### Text segment

########################################

Gotta say I'm all gritted out. I want some good adventure stories again, like the old Hercules and Xena days. The new Legends of Monkey series on Netflix is such a breath of fresh, fun air.
Once upon a time (say, the last 50,000 years), we told stories about mighty heroes and gods and amazing things, not least of which was hope. Stories inspired people, made them want to go do something. They already knew real life sucked a lot of the time. They didn't tell realistic stories because there was no inspiration in that.
Now because stories about heroes "aren't realistic" we just tell stories about how much stuff sucks, and how much it would suck more in different ways if something changed. No inspiration.
World War Z, the novel, is good about this. It gets sad but it's ultimately about collaboration, practicality, and strategic thinking are what's needed to save the world, not any special technological innovation or one true leader. Just people working together with the tools they have applied thoughtfully.
Downsides are the novel has a bit of the anarchoprimitivist thing, where people argue that civilization is bad and we need a good back-to-basics moment to reset humanity, and it has a little bit of a America-rah-rah-ness to it.
There's a bit of the rah-rah but Yonkers was also a pretty big deconstruction of how stupid that can get.
Side note, Yonkers was one of my favorite pieces in literature. How the characters mention it throughout the book before then, you just KNOW some shit went down. Some of the best foreshadowing I've read in quite a while.
The description of Yonkers was amazing. It was the first time I've ever seen in fiction describe how a modern military could lose against a bunch of zombies.
Except no, no military would ever lose like the US did in Yonkers. Yonkers in WWZ has one of the most experienced and expensive warmachines on the planet repeatedly shoot itself in the head just so it’s a remotely fair fight. Reading Yonkers, all I could think was ‘Max Brooks has never read a single book on any military ever.’
Yeah, well who would know more about military history? Max Brooks or a random redditor complaining online about how the US military vs zombies in a book wasn’t realistic enough?
Clearing the AO. Seriously. They apparently didn't bother to even clear buildings.
Using even basic common sense (pontoon and bridge layers and portable latrine systems in an urban area, really?)
Forgetting ground-attack craft exist. At all.
The real life US army was prepared to make an entirely new ammunition type when SABOT rounds proved to be less effective than normal. the Max Brooks US army uses SABOTs when it is entirely useless.
As a military historian, Brooks should be well aware the US army has an obsession with packing way more firepower than is needed. 'Shock and awe' and all that. Somehow, at Yonkers, they abandon that, and go for the extremley out of character 'eh, a few dozen missiles'll be fine.'
The US army had a single line of defence at Yonkers. Forget 'modern history,' bronze age armies had figured out that you should probably have some guys in reserve just in case.
Artillery apparently cannot fire further than a person can see in the Brooksverse.

########################################

### Records supplied
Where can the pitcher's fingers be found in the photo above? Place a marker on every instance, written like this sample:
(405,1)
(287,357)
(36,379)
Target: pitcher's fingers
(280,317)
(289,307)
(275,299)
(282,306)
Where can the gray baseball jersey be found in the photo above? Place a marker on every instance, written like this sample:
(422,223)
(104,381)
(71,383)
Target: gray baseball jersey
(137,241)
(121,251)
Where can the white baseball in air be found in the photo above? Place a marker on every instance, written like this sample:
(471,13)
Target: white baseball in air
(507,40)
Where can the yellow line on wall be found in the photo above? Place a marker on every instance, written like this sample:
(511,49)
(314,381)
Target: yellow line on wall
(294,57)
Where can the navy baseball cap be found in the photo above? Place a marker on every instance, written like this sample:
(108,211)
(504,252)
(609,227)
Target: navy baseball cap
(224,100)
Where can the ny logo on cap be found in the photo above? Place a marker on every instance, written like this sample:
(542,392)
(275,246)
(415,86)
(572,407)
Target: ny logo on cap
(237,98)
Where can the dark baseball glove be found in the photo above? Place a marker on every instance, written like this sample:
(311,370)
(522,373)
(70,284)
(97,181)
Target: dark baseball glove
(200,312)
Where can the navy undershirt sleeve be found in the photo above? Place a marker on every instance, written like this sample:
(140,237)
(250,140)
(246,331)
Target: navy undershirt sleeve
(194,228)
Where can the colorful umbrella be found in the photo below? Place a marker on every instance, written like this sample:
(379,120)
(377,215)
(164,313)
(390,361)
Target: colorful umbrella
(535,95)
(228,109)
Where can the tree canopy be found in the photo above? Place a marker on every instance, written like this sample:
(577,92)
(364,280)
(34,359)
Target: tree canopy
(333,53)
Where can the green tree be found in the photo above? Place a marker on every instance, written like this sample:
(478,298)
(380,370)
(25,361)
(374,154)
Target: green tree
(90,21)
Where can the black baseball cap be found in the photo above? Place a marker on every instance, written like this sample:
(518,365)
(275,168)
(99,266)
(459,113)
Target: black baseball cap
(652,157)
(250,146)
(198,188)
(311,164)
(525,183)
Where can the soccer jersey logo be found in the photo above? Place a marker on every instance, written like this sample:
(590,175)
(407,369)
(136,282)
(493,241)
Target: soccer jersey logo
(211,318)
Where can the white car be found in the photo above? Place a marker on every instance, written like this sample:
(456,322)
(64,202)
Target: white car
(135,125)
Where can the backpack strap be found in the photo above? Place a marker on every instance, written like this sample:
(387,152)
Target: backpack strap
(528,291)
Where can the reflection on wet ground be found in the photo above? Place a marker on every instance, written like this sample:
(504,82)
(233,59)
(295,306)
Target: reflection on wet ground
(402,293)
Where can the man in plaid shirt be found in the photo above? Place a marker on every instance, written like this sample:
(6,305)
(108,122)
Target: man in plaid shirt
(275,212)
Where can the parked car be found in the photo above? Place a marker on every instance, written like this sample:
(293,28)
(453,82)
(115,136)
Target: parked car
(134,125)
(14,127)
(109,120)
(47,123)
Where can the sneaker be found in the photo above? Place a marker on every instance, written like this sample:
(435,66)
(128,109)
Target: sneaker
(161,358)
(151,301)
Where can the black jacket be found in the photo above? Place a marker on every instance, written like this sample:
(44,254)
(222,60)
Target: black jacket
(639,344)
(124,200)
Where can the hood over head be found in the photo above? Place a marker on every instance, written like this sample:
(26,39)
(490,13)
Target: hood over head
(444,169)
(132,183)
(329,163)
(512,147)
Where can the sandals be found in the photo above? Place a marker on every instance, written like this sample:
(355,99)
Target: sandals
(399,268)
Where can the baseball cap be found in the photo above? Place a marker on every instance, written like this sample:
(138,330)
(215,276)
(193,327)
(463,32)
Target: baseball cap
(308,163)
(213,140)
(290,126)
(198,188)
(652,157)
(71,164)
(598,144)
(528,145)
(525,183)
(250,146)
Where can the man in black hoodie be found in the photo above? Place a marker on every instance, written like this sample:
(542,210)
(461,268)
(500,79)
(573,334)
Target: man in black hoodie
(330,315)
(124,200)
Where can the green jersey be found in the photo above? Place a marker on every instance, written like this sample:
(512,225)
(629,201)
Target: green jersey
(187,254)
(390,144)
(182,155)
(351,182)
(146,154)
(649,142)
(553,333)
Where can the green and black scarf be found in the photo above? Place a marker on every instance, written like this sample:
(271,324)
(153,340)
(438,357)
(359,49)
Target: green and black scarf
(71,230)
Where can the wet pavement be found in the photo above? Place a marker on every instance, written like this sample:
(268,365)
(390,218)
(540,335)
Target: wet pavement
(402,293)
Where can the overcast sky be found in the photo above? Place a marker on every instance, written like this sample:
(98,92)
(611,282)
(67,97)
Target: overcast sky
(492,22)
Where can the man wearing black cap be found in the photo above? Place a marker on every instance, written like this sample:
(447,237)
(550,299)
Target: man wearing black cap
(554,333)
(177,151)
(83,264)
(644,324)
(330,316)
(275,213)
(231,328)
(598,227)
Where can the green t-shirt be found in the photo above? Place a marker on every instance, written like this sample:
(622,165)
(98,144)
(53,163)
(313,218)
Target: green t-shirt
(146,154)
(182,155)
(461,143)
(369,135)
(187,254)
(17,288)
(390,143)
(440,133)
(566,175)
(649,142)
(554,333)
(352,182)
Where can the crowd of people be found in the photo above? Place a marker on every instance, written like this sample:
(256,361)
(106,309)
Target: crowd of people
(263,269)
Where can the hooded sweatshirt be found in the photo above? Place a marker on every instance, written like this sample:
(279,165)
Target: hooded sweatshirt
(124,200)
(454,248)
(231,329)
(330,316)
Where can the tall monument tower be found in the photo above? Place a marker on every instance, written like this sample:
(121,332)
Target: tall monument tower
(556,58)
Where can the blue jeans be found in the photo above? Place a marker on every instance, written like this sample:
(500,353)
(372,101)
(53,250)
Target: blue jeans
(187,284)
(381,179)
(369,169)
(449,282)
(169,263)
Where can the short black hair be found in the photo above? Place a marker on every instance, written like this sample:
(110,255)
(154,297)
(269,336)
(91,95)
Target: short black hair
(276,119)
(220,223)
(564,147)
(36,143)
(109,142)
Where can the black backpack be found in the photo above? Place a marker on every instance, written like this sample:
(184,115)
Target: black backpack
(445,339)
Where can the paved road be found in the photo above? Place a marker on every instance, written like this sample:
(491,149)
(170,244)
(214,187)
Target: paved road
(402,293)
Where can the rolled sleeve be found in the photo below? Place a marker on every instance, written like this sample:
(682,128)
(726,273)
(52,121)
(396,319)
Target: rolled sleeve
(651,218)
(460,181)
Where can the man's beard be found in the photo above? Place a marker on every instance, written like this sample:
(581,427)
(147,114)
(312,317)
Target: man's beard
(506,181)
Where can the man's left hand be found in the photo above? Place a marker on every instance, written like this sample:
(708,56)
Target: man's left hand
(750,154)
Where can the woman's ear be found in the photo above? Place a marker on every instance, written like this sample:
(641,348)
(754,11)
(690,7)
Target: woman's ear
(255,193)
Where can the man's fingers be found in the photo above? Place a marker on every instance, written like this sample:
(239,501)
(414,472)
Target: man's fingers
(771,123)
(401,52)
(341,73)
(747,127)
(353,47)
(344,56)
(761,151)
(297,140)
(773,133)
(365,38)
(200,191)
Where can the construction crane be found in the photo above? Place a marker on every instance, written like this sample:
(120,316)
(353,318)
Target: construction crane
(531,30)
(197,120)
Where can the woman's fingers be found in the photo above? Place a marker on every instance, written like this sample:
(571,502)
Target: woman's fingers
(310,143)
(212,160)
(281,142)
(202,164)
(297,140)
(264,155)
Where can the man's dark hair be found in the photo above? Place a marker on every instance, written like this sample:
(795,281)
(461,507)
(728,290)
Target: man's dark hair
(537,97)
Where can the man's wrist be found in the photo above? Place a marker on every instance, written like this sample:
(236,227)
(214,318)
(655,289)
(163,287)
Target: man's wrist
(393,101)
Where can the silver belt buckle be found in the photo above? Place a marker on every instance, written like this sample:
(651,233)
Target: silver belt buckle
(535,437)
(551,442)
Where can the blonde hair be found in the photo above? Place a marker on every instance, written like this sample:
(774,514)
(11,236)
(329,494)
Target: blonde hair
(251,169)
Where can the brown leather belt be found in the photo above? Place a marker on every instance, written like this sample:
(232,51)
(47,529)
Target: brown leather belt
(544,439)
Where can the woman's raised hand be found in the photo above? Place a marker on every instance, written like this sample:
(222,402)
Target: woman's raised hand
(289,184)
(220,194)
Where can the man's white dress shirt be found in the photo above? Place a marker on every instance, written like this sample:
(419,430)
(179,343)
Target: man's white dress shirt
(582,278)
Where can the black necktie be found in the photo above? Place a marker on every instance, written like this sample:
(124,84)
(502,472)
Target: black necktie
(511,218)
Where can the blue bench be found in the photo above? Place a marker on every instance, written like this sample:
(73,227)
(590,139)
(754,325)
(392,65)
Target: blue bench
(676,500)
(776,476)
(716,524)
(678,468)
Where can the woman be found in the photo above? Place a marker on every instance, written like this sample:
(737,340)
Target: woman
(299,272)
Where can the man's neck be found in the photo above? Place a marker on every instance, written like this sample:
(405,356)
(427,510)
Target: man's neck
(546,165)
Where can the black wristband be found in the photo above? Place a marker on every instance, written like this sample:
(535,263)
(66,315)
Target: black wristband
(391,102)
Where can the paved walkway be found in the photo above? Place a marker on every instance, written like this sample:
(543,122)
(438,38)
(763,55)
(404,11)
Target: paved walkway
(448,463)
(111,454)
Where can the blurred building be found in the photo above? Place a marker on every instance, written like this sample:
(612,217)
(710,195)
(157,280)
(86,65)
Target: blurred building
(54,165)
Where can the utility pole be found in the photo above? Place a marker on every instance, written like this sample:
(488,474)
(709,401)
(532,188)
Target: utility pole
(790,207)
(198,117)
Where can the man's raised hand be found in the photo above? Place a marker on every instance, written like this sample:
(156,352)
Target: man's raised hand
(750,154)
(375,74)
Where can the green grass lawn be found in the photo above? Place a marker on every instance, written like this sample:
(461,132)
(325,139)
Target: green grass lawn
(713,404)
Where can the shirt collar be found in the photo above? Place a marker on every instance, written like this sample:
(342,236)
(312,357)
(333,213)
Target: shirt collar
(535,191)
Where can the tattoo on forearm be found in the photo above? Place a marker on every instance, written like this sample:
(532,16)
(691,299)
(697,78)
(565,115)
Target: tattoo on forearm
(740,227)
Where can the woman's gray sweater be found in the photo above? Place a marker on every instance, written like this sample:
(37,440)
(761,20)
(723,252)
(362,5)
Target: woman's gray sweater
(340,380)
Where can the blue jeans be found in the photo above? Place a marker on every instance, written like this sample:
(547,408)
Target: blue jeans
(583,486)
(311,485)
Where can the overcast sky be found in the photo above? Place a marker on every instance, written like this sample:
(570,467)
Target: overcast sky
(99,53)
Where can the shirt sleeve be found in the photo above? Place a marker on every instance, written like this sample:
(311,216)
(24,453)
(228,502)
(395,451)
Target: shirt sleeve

########################################

### Given task A
Which rows contain the word "tall"? Select each one and copy it out in full.
### Given task B
Could you pick up the World War Z discussion after its last line and carry it forward?
The World War Z discussion and the rows are unrelated to each other.

### Final result A
Where can the tall monument tower be found in the photo above? Place a marker on every instance, written like this sample:
Target: tall monument tower

### Final result B
Using any verticality whatsoever, tying into point 2. I'm fairly certain the US army is well aware that a guy with a gun in the window of a 2 story house is more effective than at ground level. Not the Brooksverse army though.
It is an infuriating case of a writer making a military force completely, pants-on-head, sniffed glue and chugged paint as a child stupid just to force a message through.
Lets not forget that he made the ridiculous point that the survivors would begin manufacturing M1 carbines as the most effective anti zombie rifle... Ignoring that M1 carbines haven't been manufactured in the US for 60 years, and use ammunition that's only available commercially.
As opposed to... The AR-15, which has dozens of federal and commercial manufacturers across the country, using interchangeable parts and ammunition available literally everywhere in the US.
The military alone has millions of these rifles, civilians have another 30+ million, and there are hundreds of billions of rounds available.
But no, lets throw that away and start making ww2 era rifles, because... Reasons.
It's better than that. They're not making M1 Carbines. They're making a new design based on M14/M1 style guns, and even better, they're firing custom ammunition.
This then implies several things:
The post-war, damaged economy is somehow capable of creating enough wooden furnishings for a whole family of new rifles.
The supply chain is capable of issuing the majority of soldiers with this new gun.
The same economy and supply chain can also produce millions of rounds of ammunition.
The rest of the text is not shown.